--- Start Dataset content ---

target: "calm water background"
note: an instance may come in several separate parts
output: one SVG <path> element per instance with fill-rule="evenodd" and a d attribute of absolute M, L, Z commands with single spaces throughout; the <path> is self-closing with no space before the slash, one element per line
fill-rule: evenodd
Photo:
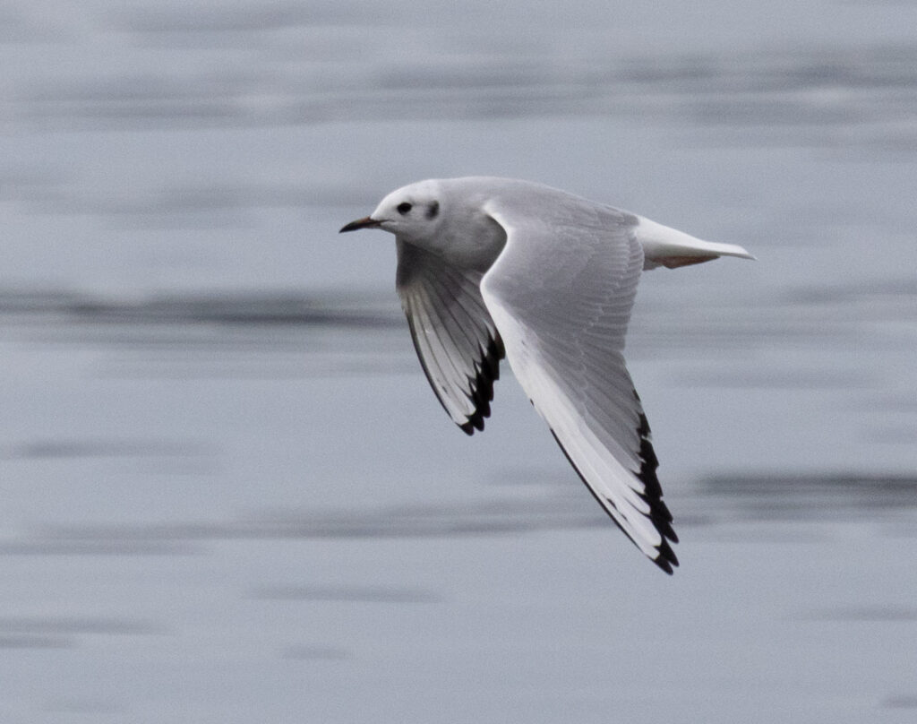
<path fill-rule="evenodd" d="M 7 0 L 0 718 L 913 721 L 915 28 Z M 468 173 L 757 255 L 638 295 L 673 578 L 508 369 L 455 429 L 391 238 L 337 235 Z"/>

--- End Dataset content ---

Express the lines of these entries as a JSON list of strings, one string per line, with blank lines dropped, and leave the pictures out of the list.

Correct response
[
  "target: \"calm water background\"",
  "note: an instance may come in several separate parts",
  "output: one SVG <path> element per instance with fill-rule=\"evenodd\" and a d attribute of absolute M, L, Z commands with single spaces throughout; the <path> is self-closing with no space before the slash, one element per line",
  "fill-rule: evenodd",
  "Photo:",
  "<path fill-rule=\"evenodd\" d=\"M 7 0 L 0 718 L 913 721 L 915 28 Z M 468 173 L 757 255 L 638 295 L 673 578 L 508 369 L 455 429 L 391 238 L 337 235 Z\"/>"
]